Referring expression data
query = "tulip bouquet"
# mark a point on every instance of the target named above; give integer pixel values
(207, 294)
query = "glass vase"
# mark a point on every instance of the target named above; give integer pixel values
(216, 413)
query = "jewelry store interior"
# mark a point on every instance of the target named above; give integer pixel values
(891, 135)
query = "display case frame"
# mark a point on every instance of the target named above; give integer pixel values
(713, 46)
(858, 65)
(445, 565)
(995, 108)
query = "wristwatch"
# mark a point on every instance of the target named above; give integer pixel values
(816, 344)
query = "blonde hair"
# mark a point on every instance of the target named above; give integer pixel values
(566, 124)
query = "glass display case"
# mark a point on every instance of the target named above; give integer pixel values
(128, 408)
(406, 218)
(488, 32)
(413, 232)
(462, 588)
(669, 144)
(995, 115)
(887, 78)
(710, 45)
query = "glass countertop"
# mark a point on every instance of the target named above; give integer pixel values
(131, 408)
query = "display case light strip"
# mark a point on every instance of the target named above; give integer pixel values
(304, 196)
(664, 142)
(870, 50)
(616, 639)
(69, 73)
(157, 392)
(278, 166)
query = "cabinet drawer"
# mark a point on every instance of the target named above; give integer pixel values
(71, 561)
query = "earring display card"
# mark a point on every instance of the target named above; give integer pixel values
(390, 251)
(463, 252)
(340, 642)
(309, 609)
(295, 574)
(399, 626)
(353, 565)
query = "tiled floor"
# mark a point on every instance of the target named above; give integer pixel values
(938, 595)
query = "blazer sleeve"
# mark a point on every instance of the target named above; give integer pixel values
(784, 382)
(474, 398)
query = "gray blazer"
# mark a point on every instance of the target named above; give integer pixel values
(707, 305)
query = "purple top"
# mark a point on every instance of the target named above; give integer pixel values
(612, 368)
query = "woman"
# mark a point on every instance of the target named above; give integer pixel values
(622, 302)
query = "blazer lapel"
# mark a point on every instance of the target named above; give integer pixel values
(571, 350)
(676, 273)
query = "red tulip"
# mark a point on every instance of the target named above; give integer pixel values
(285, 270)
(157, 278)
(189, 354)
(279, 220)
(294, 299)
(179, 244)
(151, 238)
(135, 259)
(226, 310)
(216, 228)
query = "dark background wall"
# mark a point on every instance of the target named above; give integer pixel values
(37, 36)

# To do
Repeat every line of the records, exactly as given.

# Written response
query = "tulip bouquet"
# mark a point on every instance of the target named above; give integer pixel values
(207, 294)
query = "glass vase"
# mark a point on every instance of the target named above; give integer pixel values
(216, 413)
query = "jewelry store interior"
# mark a point on every instance of the target named above; give integer pixel values
(891, 135)
query = "display case frame"
# mark a point on every instance of the target named above; give integer pixel values
(713, 46)
(858, 65)
(445, 565)
(995, 108)
query = "wristwatch"
# mark a point on every instance of the target named above; give integer pixel values
(816, 344)
query = "blonde hair"
# mark a point on every instance of the target named above; give integer pixel values
(566, 124)
query = "glass display case"
# mark a point on every instance of the target named above; give integer pixel values
(128, 408)
(406, 218)
(488, 32)
(413, 232)
(462, 588)
(669, 144)
(995, 115)
(887, 78)
(710, 45)
query = "glass countertop"
# mark a point on every instance of the target named above; give integer pixel values
(131, 408)
query = "display case light strip"
# mark a point on every instance of the target named above; give integer pixel values
(304, 196)
(664, 142)
(870, 50)
(616, 639)
(69, 73)
(157, 392)
(278, 166)
query = "cabinet drawer"
# mark a point on every instance of the target named above; give integer pixel values
(71, 561)
query = "earring display card"
# mark a point on every instance of the target named above; give integer pixel values
(390, 251)
(463, 252)
(340, 642)
(309, 609)
(295, 574)
(399, 626)
(353, 565)
query = "tiled floor"
# mark a point on every instance of the target named above; give integer pixel values
(938, 595)
query = "blazer sleeve"
# mark a point on every instance of the target named above; give integer pixel values
(784, 382)
(474, 398)
query = "gray blazer"
# mark a point on every instance of the target named above; give integer pixel values
(707, 305)
query = "purple top"
# mark a point on every instance of the target named above; give integer pixel values
(612, 368)
query = "woman"
# mark a point on every instance of the target named above; give integer pixel values
(622, 302)
query = "blazer lapel"
# mark a point on every instance of the target named above; give integer pixel values
(571, 350)
(676, 273)
query = "red tulip"
# mark a point on every instance of the target named above; give integer pixel values
(285, 270)
(157, 278)
(189, 354)
(279, 220)
(294, 299)
(179, 244)
(151, 238)
(135, 259)
(226, 310)
(216, 228)
query = "dark background wall"
# mark a point on every instance of the target named above; give integer pixel values
(37, 36)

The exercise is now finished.